* **Dataset records**

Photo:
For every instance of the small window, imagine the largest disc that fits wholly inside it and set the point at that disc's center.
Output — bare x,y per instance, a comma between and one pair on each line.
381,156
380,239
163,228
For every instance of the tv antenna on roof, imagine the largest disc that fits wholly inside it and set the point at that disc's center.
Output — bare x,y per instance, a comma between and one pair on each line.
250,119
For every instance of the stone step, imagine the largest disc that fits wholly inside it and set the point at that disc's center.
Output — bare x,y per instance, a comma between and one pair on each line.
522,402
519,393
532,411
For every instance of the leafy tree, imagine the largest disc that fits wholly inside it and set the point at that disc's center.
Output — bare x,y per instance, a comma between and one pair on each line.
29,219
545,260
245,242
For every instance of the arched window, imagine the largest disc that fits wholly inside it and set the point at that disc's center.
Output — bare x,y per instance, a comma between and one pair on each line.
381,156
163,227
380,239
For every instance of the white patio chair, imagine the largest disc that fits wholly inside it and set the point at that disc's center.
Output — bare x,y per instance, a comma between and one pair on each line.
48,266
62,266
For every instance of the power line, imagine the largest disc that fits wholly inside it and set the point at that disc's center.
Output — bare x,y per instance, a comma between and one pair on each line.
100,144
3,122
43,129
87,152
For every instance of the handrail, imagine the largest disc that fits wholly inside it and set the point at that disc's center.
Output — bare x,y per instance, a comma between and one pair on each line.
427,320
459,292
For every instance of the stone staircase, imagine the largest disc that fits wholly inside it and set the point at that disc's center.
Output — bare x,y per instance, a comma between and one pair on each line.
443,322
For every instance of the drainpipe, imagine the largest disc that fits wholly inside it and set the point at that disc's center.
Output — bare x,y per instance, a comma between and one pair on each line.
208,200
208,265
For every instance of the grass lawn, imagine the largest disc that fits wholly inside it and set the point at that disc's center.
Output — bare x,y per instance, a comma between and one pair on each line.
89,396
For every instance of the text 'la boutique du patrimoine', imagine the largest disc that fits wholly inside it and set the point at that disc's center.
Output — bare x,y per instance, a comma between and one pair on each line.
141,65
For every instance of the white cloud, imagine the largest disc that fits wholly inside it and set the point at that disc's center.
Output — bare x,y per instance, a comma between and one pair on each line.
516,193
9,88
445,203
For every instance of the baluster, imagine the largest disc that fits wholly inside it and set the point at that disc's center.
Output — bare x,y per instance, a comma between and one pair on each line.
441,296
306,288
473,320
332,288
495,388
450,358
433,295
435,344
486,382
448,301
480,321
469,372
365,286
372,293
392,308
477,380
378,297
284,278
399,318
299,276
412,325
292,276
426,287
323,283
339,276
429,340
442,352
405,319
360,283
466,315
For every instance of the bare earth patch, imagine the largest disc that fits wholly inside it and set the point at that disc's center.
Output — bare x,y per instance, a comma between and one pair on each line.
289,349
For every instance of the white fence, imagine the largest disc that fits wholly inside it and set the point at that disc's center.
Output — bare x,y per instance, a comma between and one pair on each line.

* **Problem to work on**
Print the data in full, with each line exactly as given.

* **Response area**
Photo:
For every instance of the small window, imagine the largest disc that fits wholly inside it and set the point at that disc's center.
Output — bare x,y per instance, a comma between and one pair on each line.
381,156
380,239
163,228
For every instance of the tv antenna on roof, imagine the largest disc that fits wholly inside it and set the point at that disc's center.
Output — bare x,y per instance, a comma between and one pair on each line.
250,119
For every instance of the stone step, imagine the largest disc that fits wholly inside it and set the point at that disc's center.
Output — bare x,y per instance, a comma between and one pair on each line.
522,402
519,393
532,411
For every instance of the leafy tree, imagine the largest disc that fits wholly inside it and set the point at that disc's center.
Output — bare x,y per instance, a comma between and one pair on each line.
29,219
545,260
245,242
For every instance of the arched window, imagine the largest disc that fits wholly inside it and set the point at that disc's center.
Output — bare x,y per instance, a comma between and one pair on each line.
381,156
163,227
380,239
For every instance of the white patio chair, imagine the largest disc that fits wholly inside it and set the point at that disc's center.
Output — bare x,y per instance, a comma between and one pair on each line.
48,266
62,266
For every instance of the power line, imagine the largest disc that fits wholly inside it and set the point at that disc's center.
Output — bare x,y per instance, a comma between and one pair on each line.
100,144
3,122
43,129
87,152
For every instance of the handrail, imagine the largest disc that fits wholly inside it and set the point at that disc's center.
Output — bare x,y per instance, a comma between and one pair on each line.
427,320
459,292
For every instance of the stone staircase, imagine the largest disc that fits wholly inside it and set the point at that disc's center.
Output — bare x,y per instance, a comma between and one pair on each line.
443,322
For every instance of the drainpipe, imagine the largest disc that fits wholly inside it and set the point at that disc's center.
Output — bare x,y per instance, a comma between and one pair on each line.
208,200
208,265
For every instance of the grass lawn, imagine the largest disc that fits wholly inside it and set the point at that disc's center.
Output — bare x,y per instance, a comma between and one pair on each line.
89,396
For every instance of the text 'la boutique du patrimoine', imagine the largest disc that fits wholly inside it and set the point at that disc's center.
Output — bare x,y per instance, a comma between and one pair on each line.
141,65
For every instance of the white cloud, imagine the largest disc that fits wholly inside it and set the point at that disc's center.
Output — bare x,y per instance, a comma between and one pair on each line.
516,193
9,88
445,203
For every instance of the baluster, imagine the largest disc that fits wholly inside it and set the point at that disc's center.
Output — bare x,y per instance, a comma between and one pair on each line.
441,296
306,288
473,320
332,288
495,388
450,358
433,295
435,344
486,382
448,301
480,321
469,372
365,286
372,293
392,308
477,380
378,297
284,278
399,318
299,276
412,325
292,276
426,287
323,283
339,276
429,340
442,352
405,319
360,283
466,315
For every instance of the bare earth patch, imagine the largest disc that fits wholly inside it and set the point at that disc's center.
Output — bare x,y per instance, a comma between and one pair on each line.
289,349
For every instance of the white fence, imagine the largest disc that fits wholly inside it and set the point at that disc's center.
Output — bare x,y per instance, a comma between and one pair on each line.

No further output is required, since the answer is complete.